(WORK TASK) Take the records below and copy them exactly.

(GIVEN DATA)
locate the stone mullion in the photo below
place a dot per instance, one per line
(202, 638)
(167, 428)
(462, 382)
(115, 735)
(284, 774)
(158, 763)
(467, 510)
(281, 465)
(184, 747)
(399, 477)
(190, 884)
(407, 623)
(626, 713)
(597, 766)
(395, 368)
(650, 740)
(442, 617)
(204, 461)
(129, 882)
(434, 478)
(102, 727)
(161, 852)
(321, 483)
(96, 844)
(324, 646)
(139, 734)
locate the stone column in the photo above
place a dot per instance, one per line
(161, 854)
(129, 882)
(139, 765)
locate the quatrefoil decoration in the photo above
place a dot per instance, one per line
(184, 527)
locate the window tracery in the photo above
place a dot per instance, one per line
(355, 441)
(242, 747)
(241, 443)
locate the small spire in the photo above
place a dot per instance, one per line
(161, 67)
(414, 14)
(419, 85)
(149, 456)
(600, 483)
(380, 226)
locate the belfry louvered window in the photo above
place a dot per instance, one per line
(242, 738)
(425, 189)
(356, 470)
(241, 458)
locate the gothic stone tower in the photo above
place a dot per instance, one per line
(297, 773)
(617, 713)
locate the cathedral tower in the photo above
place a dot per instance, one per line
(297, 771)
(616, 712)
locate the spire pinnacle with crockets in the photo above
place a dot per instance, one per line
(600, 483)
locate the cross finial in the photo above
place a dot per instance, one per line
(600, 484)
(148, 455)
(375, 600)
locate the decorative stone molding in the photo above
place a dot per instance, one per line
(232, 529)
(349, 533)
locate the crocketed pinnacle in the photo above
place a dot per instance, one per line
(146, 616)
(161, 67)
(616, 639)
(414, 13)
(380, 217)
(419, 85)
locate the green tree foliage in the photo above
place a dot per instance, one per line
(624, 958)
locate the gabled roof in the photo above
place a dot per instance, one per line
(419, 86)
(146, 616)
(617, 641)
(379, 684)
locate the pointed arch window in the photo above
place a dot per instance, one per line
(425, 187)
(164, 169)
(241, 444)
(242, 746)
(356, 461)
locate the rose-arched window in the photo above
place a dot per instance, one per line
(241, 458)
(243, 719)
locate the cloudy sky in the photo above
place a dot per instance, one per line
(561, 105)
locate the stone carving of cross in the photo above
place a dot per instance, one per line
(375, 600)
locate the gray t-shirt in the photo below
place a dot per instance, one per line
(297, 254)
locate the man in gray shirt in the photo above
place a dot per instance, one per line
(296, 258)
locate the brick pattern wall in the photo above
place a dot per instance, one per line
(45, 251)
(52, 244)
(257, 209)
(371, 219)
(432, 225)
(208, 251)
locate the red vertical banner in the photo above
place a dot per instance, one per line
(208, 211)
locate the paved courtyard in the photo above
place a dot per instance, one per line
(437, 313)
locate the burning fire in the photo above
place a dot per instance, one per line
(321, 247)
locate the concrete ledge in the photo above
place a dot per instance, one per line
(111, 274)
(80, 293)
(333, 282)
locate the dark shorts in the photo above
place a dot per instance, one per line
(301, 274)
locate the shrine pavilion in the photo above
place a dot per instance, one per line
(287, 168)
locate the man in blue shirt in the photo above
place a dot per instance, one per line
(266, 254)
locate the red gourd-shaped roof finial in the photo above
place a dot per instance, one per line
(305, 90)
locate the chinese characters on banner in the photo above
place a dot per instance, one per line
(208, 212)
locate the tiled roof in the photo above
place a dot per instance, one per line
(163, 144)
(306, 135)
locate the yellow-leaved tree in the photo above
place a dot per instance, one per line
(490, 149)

(SOLUTION TO THE EXERCISE)
locate the stone mullion in the photo below
place a dot per instance, one per line
(202, 638)
(167, 428)
(462, 382)
(115, 735)
(284, 774)
(158, 763)
(467, 510)
(281, 465)
(184, 747)
(399, 477)
(190, 884)
(407, 623)
(626, 713)
(597, 766)
(395, 368)
(650, 740)
(442, 617)
(204, 461)
(129, 882)
(434, 478)
(102, 727)
(161, 852)
(321, 483)
(96, 844)
(324, 646)
(139, 734)
locate the stone column in the photo above
place a dot per instance, one per line
(161, 854)
(129, 882)
(139, 765)
locate the quatrefoil decoration in the photo above
place a dot per instance, one per line
(184, 527)
locate the window tracery in the photo above
place a dot per instance, one per line
(355, 441)
(242, 747)
(241, 443)
locate the small spire in the photo above
place a dot per instance, one per line
(161, 67)
(414, 14)
(419, 85)
(149, 456)
(600, 483)
(380, 226)
locate the belfry louvered window in the photo above
place a dot per instance, one per line
(242, 738)
(425, 189)
(356, 470)
(241, 458)
locate the gothic stone tower in the photo above
place a dot per instance, one per line
(297, 773)
(617, 713)
locate the cathedral tower in the photo above
place a dot per instance, one per line
(297, 771)
(616, 712)
locate the spire pinnacle with crockets in the photo above
place a dot per instance, one per line
(600, 483)
locate the cross finial in the photo above
place a dot per instance, one per line
(600, 484)
(148, 455)
(375, 600)
locate the decorative stone molding in the photo above
place a dot per instance, one per line
(232, 529)
(349, 533)
locate the crocketed pinnacle in the photo above
place a dot per instance, one per line
(146, 616)
(161, 67)
(616, 639)
(414, 13)
(380, 217)
(419, 85)
locate the green tree foliage in the photo above
place a dot per instance, one per line
(624, 958)
locate the gabled roof in the photo above
place a dot per instance, one per line
(419, 86)
(146, 616)
(617, 641)
(379, 684)
locate the pointed arch window in the photo above
place a dot per instance, one per line
(425, 187)
(164, 169)
(241, 444)
(242, 746)
(356, 461)
locate the rose-arched window in the photo above
place a dot per instance, one per line
(241, 458)
(243, 719)
locate the cloudy sky in the photo above
place a dot per instance, one per line
(561, 105)
locate the stone carving of cross in the photo above
place a dot per instance, one per line
(375, 600)
locate the gray t-shirt in the photo below
place a dot per instance, one per line
(297, 254)
locate the man in gray shirt in the photo above
place a dot per instance, one per line
(296, 258)
locate the brick pattern wall in the photo above
place a dot per instance, one per line
(45, 251)
(52, 244)
(257, 209)
(371, 219)
(432, 225)
(208, 251)
locate the red vertical banner in the photo above
place a dot per instance, one per line
(208, 211)
locate the paved courtyard in the photo above
place a dot per instance, one per line
(437, 313)
locate the burning fire in the photo above
place a dot per instance, one per line
(321, 247)
locate the concrete ledge in the photo above
place a dot per instance, one per line
(111, 274)
(80, 293)
(333, 282)
locate the dark shorts in the photo above
place a dot per instance, one per line
(301, 274)
locate the shrine pavilion in the photo above
place a dot per instance, one per line
(287, 168)
locate the man in blue shirt in the photo above
place a dot per instance, one per line
(266, 254)
locate the red gourd-shaped roof finial in the photo above
place a dot per instance, one per line
(305, 90)
locate the chinese characters on banner in the photo above
place a dot per instance, one per line
(208, 212)
locate the tiled roof in the photo above
place a dot per instance, one per line
(163, 144)
(306, 135)
locate the yellow-leaved tree in the photo above
place a dot per instance, one per line
(490, 149)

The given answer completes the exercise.